> _WORK INSTRUCTIONS_:
A – For the article on EIP Wales, decide whether each statement below agrees with the text, and answer yes or no with the deciding words quoted exactly: (i) The EIP Wales programme ended in March 2023. (ii) The programme directly benefited 500 farmers and foresters. (iii) The conference was held at Gregynog Hall.
B – Return the part of the article on EIP Wales between "The initiative has" and "advisers, and others.", inclusive, copied word for word.

> _SOURCE PASSAGE_:
---
26 May 2023

 

European Innovation Partnership (EIP) Wales has celebrated six years of funding on-farm projects with a recent conference near Newtown to mark the culmination of the programme. The EIP Wales programme ended in March 2023 but a leading figure in Welsh agriculture, Professor Wynne Jones OBE, told the conference at Gregynog Hall that its success had highlighted the value in its ‘bottom up’ approach in future research, which he described as “priceless.” 

Since 2017, EIP Wales has been delivered by Menter a Busnes on behalf of the Welsh Government. It has funded 46 projects worth £1.8m and this has directly benefitted 200 farmers and foresters, but the benefits have trickled down to the wider industry from the findings that emerged. Groups of farmers have worked with scientists, vets, and advisers to trial new methods and ideas including genomic testing dairy heifer replacements, using GPS collars to track sheep grazing open land, growing grass with foliar feeding techniques, and producing syrup from Welsh birch trees.

At the conference Professor Jones said it had allowed the Welsh agriculture as a whole to benefit.

“We often see the challenge of getting the ‘push’ by scientists to join up with the ‘pull’ of farmers but EIP Wales and Farming Connect have done a fantastic job in establishing that linkage, by bringing people together to address common problems that demand a solution,’’ he told delegates attending the event.

The projects trialled techniques that have helped to improve air and water quality, carbon storage, biodiversity and soil and animal health.

The initiative has been so beneficial that not only do the majority of the farmers who participated plan to continue with some of that work but their businesses have captured either cost savings or more profits averaging £7,500 from putting the research into practice.

EIP Wales programme manager Owain Rowlands said the initiative had encouraged collaboration between farmers, researchers, advisers, and others.

“Bringing farmers and others who work within the agricultural sector together has provided an excellent opportunity to draw from different experiences and to introduce new methods whilst tackling problems,’’ he said.
---
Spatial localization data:

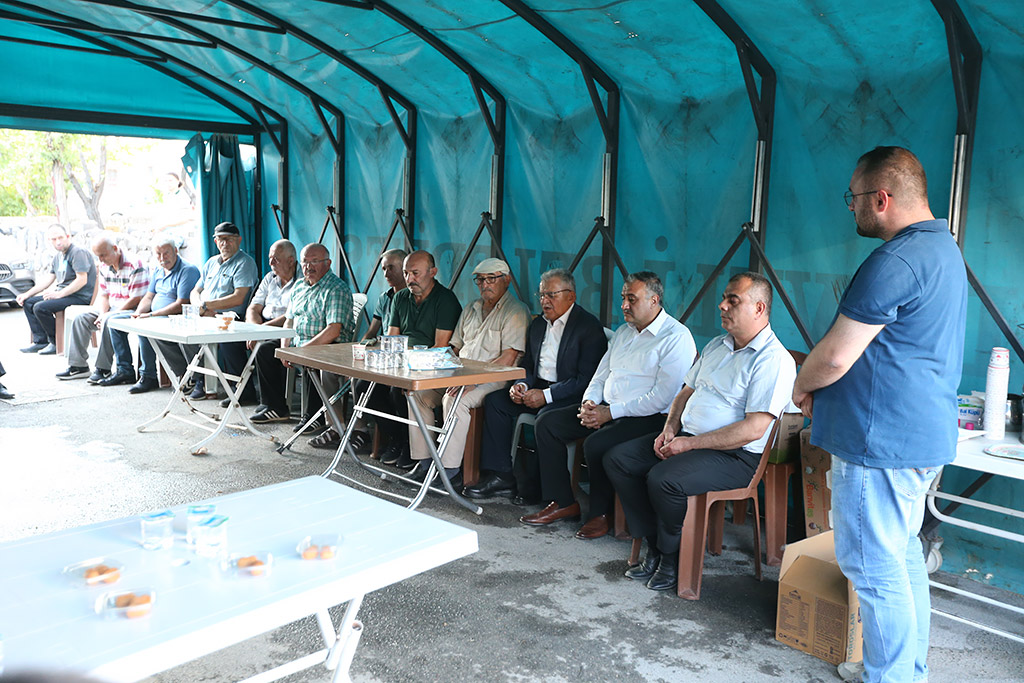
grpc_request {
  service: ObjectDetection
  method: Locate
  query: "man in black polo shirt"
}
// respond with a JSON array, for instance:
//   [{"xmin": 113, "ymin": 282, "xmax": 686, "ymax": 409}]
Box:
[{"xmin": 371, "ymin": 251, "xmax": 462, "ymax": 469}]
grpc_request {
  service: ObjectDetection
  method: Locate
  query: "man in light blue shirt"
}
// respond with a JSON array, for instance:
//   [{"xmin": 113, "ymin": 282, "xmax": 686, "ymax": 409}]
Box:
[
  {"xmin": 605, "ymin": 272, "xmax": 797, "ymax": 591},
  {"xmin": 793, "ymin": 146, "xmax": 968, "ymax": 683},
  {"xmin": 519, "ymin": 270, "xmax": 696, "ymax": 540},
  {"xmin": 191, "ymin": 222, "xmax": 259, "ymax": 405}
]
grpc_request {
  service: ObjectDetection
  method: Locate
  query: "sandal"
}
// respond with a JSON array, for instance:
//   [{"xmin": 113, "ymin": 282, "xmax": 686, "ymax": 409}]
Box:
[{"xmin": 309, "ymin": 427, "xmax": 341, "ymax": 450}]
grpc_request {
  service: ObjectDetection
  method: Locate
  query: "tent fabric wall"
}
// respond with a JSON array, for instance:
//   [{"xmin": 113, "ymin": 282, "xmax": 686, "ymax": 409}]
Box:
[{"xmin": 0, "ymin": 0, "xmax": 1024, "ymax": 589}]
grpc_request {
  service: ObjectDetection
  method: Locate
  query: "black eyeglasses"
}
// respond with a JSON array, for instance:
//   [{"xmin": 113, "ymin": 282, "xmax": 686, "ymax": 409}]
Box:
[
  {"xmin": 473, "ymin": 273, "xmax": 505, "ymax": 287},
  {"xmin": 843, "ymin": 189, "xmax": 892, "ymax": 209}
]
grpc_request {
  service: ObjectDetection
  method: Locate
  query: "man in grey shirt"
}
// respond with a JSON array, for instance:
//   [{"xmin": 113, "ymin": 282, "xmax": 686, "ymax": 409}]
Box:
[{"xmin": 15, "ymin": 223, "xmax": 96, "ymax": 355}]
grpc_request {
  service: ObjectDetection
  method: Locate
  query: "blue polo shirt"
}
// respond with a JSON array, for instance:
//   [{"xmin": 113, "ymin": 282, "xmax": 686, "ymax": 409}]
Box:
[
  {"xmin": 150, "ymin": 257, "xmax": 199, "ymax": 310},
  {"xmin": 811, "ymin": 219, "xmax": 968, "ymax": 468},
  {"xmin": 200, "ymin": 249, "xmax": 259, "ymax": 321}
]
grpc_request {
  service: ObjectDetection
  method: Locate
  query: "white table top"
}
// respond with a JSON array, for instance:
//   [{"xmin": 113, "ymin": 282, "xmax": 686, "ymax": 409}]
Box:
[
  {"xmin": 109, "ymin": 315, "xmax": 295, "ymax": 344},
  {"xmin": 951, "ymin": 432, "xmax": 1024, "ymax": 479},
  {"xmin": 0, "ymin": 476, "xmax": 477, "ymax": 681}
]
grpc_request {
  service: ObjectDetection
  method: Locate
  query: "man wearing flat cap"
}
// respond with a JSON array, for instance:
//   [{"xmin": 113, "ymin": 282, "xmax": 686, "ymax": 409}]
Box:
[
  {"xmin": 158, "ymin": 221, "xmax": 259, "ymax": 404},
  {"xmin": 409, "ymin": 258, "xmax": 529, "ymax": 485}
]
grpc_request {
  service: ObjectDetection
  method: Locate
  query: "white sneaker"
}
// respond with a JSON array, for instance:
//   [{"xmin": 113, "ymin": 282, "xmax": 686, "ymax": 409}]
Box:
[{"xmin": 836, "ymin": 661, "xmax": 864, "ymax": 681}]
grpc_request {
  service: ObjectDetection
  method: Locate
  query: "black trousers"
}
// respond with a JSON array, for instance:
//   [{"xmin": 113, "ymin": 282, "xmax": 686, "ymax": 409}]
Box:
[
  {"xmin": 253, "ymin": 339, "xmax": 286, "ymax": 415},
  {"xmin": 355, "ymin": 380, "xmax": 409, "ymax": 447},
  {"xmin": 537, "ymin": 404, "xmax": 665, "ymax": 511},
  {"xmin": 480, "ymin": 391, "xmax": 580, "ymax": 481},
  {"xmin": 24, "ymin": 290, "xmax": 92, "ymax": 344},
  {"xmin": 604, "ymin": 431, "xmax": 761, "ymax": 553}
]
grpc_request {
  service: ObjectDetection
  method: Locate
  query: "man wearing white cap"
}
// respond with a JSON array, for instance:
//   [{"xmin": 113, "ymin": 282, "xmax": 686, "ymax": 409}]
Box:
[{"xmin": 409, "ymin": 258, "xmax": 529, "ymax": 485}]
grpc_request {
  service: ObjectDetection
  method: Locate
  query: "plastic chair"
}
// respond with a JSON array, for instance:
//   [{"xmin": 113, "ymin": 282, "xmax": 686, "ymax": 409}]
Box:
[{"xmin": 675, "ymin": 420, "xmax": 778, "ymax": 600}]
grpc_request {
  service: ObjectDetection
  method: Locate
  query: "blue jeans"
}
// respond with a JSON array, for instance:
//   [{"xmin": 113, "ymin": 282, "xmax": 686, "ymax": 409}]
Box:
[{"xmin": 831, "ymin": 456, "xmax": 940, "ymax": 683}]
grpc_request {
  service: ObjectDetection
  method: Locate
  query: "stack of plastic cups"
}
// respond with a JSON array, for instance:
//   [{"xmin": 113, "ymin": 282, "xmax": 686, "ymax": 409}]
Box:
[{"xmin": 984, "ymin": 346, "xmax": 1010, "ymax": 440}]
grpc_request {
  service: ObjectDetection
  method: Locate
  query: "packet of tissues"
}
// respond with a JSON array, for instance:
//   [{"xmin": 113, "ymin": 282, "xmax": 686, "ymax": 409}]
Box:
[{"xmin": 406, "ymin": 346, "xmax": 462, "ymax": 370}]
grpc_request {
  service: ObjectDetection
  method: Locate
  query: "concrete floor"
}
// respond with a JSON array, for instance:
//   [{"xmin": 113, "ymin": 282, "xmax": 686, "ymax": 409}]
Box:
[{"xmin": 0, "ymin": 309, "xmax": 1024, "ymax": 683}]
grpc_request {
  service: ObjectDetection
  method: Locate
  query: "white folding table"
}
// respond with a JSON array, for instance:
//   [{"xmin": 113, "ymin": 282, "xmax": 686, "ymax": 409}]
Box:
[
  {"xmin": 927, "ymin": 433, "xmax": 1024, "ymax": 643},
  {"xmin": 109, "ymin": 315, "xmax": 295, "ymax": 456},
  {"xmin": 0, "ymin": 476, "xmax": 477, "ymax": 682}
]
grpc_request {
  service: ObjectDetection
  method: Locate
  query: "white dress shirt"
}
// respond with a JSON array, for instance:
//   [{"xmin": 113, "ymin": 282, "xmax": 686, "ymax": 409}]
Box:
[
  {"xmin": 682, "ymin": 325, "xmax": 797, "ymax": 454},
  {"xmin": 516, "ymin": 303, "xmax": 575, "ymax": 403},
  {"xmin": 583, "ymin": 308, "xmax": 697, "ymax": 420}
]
---
> _SOLUTIONS TO EACH TASK_:
A –
(i) Yes: "The EIP Wales programme ended in March 2023"
(ii) No: "It has funded 46 projects worth £1.8m and this has directly benefitted 200 farmers and foresters"
(iii) Yes: "told the conference at Gregynog Hall"

B –
The initiative has been so beneficial that not only do the majority of the farmers who participated plan to continue with some of that work but their businesses have captured either cost savings or more profits averaging £7,500 from putting the research into practice.

EIP Wales programme manager Owain Rowlands said the initiative had encouraged collaboration between farmers, researchers, advisers, and others.